## DIRECTIONS
[1] Can you transcribe the Spark (Scala) page, starting with "Spark (Scala)" and going on through "on a cluster."?
[2] How would you sum up the Spark (Scala) page in two sentences?
[3] Could you resume the Spark (Scala) page after its final line and carry it forward?

## EXTRACT
____

Skip to content
Cloudflare Docs

Spark (Scala)

Below is an example of how you can build an Apache Spark application (with Scala) which connects to R2 Data Catalog. This application is built to run locally, but it can be adapted to run on a cluster.

Prerequisites

Example usage

To start, create a new empty project directory somewhere on your machine.

Inside that directory, create the following file at src/main/scala/com/example/R2DataCatalogDemo.scala. This will serve as the main entry point for your Spark application.

package com.example
import org.apache.spark.sql.SparkSession
object R2DataCatalogDemo {
def main(args: Array[String]): Unit = {
val uri = sys.env("CATALOG_URI")
val warehouse = sys.env("WAREHOUSE")
val token = sys.env("TOKEN")
val spark = SparkSession.builder()
.appName("My R2 Data Catalog Demo")
.master("local[*]")
.config("spark.sql.extensions", "org.apache.iceberg.spark.extensions.IcebergSparkSessionExtensions")
.config("spark.sql.catalog.mydemo", "org.apache.iceberg.spark.SparkCatalog")
.config("spark.sql.catalog.mydemo.type", "rest")
.config("spark.sql.catalog.mydemo.uri", uri)
.config("spark.sql.catalog.mydemo.warehouse", warehouse)
.config("spark.sql.catalog.mydemo.token", token)
.getOrCreate()
import spark.implicits._
val data = Seq(
(1, "Alice", 25),
(2, "Bob", 30),
(3, "Charlie", 35),
(4, "Diana", 40)
).toDF("id", "name", "age")
spark.sql("USE mydemo")
spark.sql("CREATE NAMESPACE IF NOT EXISTS demoNamespace")
data.writeTo("demoNamespace.demotable").createOrReplace()
val readResult = spark.sql("SELECT * FROM demoNamespace.demotable WHERE age > 30")
println("Records with age > 30:")
readResult.show()
}
}

For building this application and managing dependencies, we will use sbt (“simple build tool”). The following is an example build.sbt file to place at the root of your project. It is configured to produce a "fat JAR", bundling all required dependencies.

name := "R2DataCatalogDemo"
version := "1.0"
val sparkVersion = "3.5.3"
val icebergVersion = "1.8.1"
// You need to use binaries of Spark compiled with either 2.12 or 2.13; and 2.12 is more common.
// If you download Spark 3.5.3 with sdkman, then it comes with 2.12.18
scalaVersion := "2.12.18"
libraryDependencies ++= Seq(
"org.apache.spark" %% "spark-core" % sparkVersion,
"org.apache.spark" %% "spark-sql" % sparkVersion,
"org.apache.iceberg" % "iceberg-core" % icebergVersion,
"org.apache.iceberg" % "iceberg-spark-runtime-3.5_2.12" % icebergVersion,
"org.apache.iceberg" % "iceberg-aws-bundle" % icebergVersion,
)
// build a fat JAR with all dependencies
assembly / assemblyMergeStrategy := {
case PathList("META-INF", "services", xs @ _*) => MergeStrategy.concat
case PathList("META-INF", xs @ _*) => MergeStrategy.discard
case "reference.conf" => MergeStrategy.concat
case "application.conf" => MergeStrategy.concat
case x if x.endsWith(".properties") => MergeStrategy.first
case x => MergeStrategy.first
}
// For Java 17 Compatability
Compile / javacOptions ++= Seq("--release", "17")

____

## INFORMATION SUPPLIED
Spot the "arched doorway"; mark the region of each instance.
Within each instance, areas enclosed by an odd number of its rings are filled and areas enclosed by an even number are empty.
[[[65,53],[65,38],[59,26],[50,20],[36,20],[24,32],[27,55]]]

____

## EXPECTED RESULTS
[1]
Spark (Scala)

Below is an example of how you can build an Apache Spark application (with Scala) which connects to R2 Data Catalog. This application is built to run locally, but it can be adapted to run on a cluster.

[2] The Spark (Scala) page shows how to build an Apache Spark application in Scala that connects to R2 Data Catalog, and the application is built to run locally but can be adapted to run on a cluster. It provides the main entry-point file at src/main/scala/com/example/R2DataCatalogDemo.scala and an example build.sbt file that uses sbt to produce a "fat JAR" bundling all required dependencies.

[3]
To enable the sbt-assembly plugin (used to build fat JARs), add the following to a new file at project/assembly.sbt:

addSbtPlugin("com.eed3si9n" % "sbt-assembly" % "1.2.0")

Make sure Java, Spark, and sbt are installed and available in your shell. If you are using SDKMAN, you can install them as shown below:

Terminal window
sdk install java 17.0.14-amzn
sdk install spark 3.5.3
sdk install sbt 1.10.11

With everything installed, you can now build the project using sbt. This will generate a single bundled JAR file.

Terminal window
sbt clean assembly

After building, the output JAR should be located at target/scala-2.12/R2DataCatalogDemo-assembly-1.0.jar.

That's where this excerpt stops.